_Challenge_
Reproduce every line of the records below word for word, leaving out the pictures.

_Data provided_
☆ ☆ ☆
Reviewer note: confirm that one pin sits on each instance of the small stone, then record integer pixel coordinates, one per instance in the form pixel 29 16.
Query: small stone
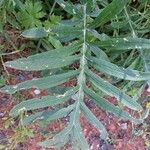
pixel 124 126
pixel 148 90
pixel 37 92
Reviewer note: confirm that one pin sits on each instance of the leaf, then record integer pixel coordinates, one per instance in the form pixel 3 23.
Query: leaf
pixel 98 52
pixel 109 12
pixel 69 7
pixel 79 137
pixel 42 102
pixel 41 83
pixel 105 105
pixel 94 121
pixel 124 43
pixel 108 88
pixel 119 72
pixel 48 116
pixel 56 43
pixel 35 33
pixel 30 64
pixel 47 60
pixel 30 14
pixel 59 139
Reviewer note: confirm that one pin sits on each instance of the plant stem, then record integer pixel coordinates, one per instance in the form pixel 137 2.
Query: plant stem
pixel 134 35
pixel 81 78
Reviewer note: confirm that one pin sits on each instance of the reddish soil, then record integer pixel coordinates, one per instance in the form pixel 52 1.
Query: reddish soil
pixel 120 132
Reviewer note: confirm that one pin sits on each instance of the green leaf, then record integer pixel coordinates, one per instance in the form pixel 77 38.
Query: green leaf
pixel 35 33
pixel 59 139
pixel 69 7
pixel 111 90
pixel 41 83
pixel 42 102
pixel 56 43
pixel 30 14
pixel 119 72
pixel 48 116
pixel 105 105
pixel 109 12
pixel 47 60
pixel 30 64
pixel 94 121
pixel 98 52
pixel 124 43
pixel 79 137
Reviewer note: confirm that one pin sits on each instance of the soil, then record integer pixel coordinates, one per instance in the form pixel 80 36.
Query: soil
☆ ☆ ☆
_Answer to this task_
Reviewer note: confirm that one pin sits on each instance of the small stone, then record integer pixel coordinates, one per instance in the form pixel 29 16.
Query: small stone
pixel 124 126
pixel 148 90
pixel 37 92
Reviewer note: confirm that one pin sits on each instance of the leaf, then record integer pixel coordinates, one per instance in the form pixel 3 23.
Query: leaf
pixel 98 52
pixel 109 12
pixel 69 7
pixel 79 137
pixel 42 102
pixel 41 83
pixel 105 105
pixel 94 121
pixel 124 43
pixel 108 88
pixel 119 72
pixel 48 116
pixel 56 43
pixel 35 33
pixel 30 64
pixel 47 60
pixel 30 14
pixel 59 139
Reviewer note: confirm that one pin sits on each instance of the plant stem, then record integer pixel coordinates, one per instance in the form pixel 137 2.
Query: plant stem
pixel 134 35
pixel 81 78
Reviewer note: confirm that one pin sits on each instance of the reddish soil, then record integer pixel coordinates, one per instance in the form pixel 52 1.
Query: reddish soil
pixel 120 132
Reviewer note: confirm that one pin sits on each instance of the green leaf, then record integer pixel coordinates, one per instance in the form pixel 77 38.
Query: green leaf
pixel 35 33
pixel 59 139
pixel 69 7
pixel 111 90
pixel 41 83
pixel 42 102
pixel 56 43
pixel 30 14
pixel 119 72
pixel 48 116
pixel 105 105
pixel 109 12
pixel 47 60
pixel 30 64
pixel 94 121
pixel 98 52
pixel 124 43
pixel 79 137
Reviewer note: confirm that one pin sits on each instance of the soil, then record integer pixel coordinates, one per instance in the form pixel 80 36.
Query: soil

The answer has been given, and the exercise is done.